Directions for this task
Reproduce the data that follows in its entirety, character for character.

Stored data
###

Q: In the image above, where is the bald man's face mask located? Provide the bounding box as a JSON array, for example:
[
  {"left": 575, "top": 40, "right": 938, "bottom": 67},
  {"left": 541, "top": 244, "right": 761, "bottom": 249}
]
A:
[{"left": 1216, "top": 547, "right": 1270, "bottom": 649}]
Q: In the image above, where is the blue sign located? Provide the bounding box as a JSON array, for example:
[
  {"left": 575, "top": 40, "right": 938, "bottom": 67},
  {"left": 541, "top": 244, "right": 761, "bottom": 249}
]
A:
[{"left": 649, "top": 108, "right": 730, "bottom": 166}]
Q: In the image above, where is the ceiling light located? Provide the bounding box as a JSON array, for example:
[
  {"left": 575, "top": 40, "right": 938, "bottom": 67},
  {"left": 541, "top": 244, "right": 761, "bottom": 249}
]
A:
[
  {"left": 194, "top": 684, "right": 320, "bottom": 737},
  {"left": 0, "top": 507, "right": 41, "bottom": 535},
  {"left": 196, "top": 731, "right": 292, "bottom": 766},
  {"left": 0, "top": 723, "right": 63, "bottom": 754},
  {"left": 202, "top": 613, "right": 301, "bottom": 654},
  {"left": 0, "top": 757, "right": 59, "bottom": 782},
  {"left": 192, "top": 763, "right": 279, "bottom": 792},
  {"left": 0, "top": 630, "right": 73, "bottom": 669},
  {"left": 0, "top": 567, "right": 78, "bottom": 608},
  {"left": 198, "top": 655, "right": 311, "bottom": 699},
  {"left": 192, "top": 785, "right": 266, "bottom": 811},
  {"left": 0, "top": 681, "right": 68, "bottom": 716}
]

###

Response to this exercise
Q: In the image above, where is the bald man's face mask located? Provide the bounding box as a JSON array, for example:
[
  {"left": 575, "top": 40, "right": 938, "bottom": 67},
  {"left": 541, "top": 244, "right": 761, "bottom": 249}
]
A:
[{"left": 1216, "top": 547, "right": 1270, "bottom": 649}]
Q: In the image above, where is the blue sign located? Provide the bounding box as a JSON array, for example:
[
  {"left": 575, "top": 40, "right": 938, "bottom": 67},
  {"left": 541, "top": 244, "right": 761, "bottom": 249}
]
A:
[{"left": 649, "top": 108, "right": 730, "bottom": 166}]
Q: In the image above, where is the ceiling light located? Provide the bounding box as a JSON array, for example:
[
  {"left": 575, "top": 40, "right": 938, "bottom": 67},
  {"left": 541, "top": 244, "right": 761, "bottom": 249}
]
A:
[
  {"left": 194, "top": 684, "right": 320, "bottom": 737},
  {"left": 0, "top": 507, "right": 41, "bottom": 535},
  {"left": 196, "top": 731, "right": 292, "bottom": 766},
  {"left": 0, "top": 723, "right": 63, "bottom": 754},
  {"left": 202, "top": 613, "right": 301, "bottom": 654},
  {"left": 0, "top": 757, "right": 59, "bottom": 782},
  {"left": 192, "top": 763, "right": 279, "bottom": 792},
  {"left": 0, "top": 630, "right": 73, "bottom": 669},
  {"left": 0, "top": 567, "right": 78, "bottom": 608},
  {"left": 198, "top": 655, "right": 311, "bottom": 699},
  {"left": 192, "top": 785, "right": 266, "bottom": 811},
  {"left": 0, "top": 681, "right": 68, "bottom": 716}
]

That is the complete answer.